Instruction - How many lines of the material below contain the string "scattered"? Reply with the number alone.

[Excerpts from the point annotation data]
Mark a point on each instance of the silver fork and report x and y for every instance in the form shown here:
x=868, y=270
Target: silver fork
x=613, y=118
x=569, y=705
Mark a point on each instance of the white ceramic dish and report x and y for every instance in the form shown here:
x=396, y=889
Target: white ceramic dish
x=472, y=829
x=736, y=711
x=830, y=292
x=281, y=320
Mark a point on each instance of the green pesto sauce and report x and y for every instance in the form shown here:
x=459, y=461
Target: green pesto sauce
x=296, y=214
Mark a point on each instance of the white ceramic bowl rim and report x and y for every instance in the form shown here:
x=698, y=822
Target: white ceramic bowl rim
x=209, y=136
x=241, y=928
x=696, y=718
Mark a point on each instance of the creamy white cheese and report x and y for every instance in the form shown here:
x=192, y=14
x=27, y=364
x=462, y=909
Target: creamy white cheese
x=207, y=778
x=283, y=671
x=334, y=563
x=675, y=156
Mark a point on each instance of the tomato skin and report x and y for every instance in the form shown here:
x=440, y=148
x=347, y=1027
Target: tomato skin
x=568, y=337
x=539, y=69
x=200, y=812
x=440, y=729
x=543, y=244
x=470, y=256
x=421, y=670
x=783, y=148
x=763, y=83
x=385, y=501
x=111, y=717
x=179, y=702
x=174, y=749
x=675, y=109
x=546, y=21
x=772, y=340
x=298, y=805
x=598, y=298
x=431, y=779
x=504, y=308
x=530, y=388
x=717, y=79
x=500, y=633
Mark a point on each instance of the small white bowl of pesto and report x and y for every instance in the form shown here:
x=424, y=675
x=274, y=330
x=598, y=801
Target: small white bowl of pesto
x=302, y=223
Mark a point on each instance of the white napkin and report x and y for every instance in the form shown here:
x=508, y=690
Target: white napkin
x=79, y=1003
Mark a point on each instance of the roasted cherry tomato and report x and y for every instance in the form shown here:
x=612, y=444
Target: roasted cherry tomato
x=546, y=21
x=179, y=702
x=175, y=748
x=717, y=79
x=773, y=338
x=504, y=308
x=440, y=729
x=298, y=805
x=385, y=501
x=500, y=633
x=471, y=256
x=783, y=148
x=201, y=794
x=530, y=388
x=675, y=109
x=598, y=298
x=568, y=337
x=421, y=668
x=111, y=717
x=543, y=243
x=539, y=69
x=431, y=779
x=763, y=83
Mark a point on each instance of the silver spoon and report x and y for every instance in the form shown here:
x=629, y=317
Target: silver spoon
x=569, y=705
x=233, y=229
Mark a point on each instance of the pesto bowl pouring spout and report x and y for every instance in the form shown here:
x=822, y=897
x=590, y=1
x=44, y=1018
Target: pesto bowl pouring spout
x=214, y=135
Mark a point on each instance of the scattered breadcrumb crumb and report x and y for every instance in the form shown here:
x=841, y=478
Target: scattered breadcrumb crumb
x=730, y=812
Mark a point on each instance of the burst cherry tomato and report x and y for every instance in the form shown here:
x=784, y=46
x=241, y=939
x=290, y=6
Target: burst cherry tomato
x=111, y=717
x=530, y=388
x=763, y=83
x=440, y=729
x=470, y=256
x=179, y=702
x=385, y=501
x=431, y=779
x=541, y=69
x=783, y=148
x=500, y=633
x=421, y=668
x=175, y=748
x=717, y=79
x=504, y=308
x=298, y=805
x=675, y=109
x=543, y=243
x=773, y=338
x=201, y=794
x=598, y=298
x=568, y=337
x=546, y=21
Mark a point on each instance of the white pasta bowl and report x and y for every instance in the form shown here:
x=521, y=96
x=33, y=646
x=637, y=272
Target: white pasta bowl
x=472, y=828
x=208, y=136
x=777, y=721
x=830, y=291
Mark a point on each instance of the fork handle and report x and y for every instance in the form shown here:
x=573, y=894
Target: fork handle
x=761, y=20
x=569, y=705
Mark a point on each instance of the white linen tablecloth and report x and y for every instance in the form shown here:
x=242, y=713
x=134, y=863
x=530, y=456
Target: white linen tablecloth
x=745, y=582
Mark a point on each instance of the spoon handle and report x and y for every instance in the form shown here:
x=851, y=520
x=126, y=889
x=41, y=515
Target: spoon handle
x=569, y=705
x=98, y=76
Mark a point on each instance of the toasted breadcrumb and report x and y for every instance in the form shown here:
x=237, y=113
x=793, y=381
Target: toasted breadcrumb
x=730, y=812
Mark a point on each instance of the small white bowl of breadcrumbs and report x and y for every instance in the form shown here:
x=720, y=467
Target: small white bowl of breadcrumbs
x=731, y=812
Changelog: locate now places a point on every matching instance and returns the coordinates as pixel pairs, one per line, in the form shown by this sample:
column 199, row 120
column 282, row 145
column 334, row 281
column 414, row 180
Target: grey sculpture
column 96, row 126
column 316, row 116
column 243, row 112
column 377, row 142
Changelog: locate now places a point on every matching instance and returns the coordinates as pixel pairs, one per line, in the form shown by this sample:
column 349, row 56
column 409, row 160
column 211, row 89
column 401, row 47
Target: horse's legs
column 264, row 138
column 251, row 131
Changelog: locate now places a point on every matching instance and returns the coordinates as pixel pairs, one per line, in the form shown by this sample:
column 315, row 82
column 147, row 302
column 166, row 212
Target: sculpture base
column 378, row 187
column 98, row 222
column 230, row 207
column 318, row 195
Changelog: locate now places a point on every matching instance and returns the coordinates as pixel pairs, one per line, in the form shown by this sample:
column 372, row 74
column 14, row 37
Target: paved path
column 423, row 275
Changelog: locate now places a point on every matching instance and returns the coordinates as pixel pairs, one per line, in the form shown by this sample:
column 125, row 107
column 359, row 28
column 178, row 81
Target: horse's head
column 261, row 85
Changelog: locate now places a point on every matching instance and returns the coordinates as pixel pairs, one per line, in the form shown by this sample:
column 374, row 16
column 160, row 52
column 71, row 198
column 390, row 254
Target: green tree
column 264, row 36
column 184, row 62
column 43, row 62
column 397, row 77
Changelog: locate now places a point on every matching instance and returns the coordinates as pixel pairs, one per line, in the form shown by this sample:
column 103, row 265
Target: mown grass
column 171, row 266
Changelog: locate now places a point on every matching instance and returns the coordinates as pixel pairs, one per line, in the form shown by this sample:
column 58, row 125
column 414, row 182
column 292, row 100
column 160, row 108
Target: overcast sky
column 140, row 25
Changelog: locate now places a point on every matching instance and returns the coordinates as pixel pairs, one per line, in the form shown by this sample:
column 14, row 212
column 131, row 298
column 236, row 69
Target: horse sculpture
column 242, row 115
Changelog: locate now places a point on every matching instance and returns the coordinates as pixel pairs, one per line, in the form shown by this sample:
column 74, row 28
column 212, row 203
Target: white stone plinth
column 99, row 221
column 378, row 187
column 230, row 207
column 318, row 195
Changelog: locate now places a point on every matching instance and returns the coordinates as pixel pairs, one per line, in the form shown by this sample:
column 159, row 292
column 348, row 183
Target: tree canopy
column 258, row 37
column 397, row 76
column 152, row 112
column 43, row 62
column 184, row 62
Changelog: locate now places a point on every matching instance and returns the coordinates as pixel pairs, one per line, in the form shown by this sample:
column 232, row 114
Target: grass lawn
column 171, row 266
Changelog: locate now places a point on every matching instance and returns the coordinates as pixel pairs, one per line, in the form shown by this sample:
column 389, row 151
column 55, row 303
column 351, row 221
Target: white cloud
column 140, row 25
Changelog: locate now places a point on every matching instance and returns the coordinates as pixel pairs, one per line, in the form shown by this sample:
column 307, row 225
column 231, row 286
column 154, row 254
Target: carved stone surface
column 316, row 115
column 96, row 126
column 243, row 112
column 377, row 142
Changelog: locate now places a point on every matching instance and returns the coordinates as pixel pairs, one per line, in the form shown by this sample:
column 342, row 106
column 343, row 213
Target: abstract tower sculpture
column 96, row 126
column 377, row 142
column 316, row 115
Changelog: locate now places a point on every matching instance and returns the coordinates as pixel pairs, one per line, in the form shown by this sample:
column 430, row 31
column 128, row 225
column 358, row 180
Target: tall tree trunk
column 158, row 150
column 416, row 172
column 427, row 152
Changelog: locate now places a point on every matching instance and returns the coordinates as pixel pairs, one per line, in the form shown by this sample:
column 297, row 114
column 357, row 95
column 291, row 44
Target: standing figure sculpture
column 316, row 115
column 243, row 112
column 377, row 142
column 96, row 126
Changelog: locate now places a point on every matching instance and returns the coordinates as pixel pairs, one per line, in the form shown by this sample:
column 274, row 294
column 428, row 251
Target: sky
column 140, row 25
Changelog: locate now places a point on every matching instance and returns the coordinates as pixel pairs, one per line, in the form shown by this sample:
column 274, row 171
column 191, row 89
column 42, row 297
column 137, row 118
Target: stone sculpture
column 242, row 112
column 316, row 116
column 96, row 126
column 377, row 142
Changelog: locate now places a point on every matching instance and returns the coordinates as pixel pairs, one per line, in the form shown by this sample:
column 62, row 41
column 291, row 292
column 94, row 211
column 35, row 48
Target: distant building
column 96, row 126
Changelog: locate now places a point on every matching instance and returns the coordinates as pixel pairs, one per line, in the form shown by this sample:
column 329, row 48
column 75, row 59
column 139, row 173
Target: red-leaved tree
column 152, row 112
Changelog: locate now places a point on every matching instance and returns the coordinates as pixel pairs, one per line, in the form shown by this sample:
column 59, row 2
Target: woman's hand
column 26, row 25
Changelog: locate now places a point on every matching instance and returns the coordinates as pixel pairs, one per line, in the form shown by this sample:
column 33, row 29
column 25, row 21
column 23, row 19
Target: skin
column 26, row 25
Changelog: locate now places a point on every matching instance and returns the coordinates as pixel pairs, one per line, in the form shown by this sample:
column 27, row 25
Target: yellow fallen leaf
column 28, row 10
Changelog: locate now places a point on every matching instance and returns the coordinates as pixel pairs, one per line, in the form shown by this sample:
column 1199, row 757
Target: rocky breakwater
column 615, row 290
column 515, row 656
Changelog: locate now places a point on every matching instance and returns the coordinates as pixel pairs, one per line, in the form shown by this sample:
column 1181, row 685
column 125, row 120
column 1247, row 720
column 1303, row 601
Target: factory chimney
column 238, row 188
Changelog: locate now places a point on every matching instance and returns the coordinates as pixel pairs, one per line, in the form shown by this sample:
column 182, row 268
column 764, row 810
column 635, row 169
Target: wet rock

Task output - 2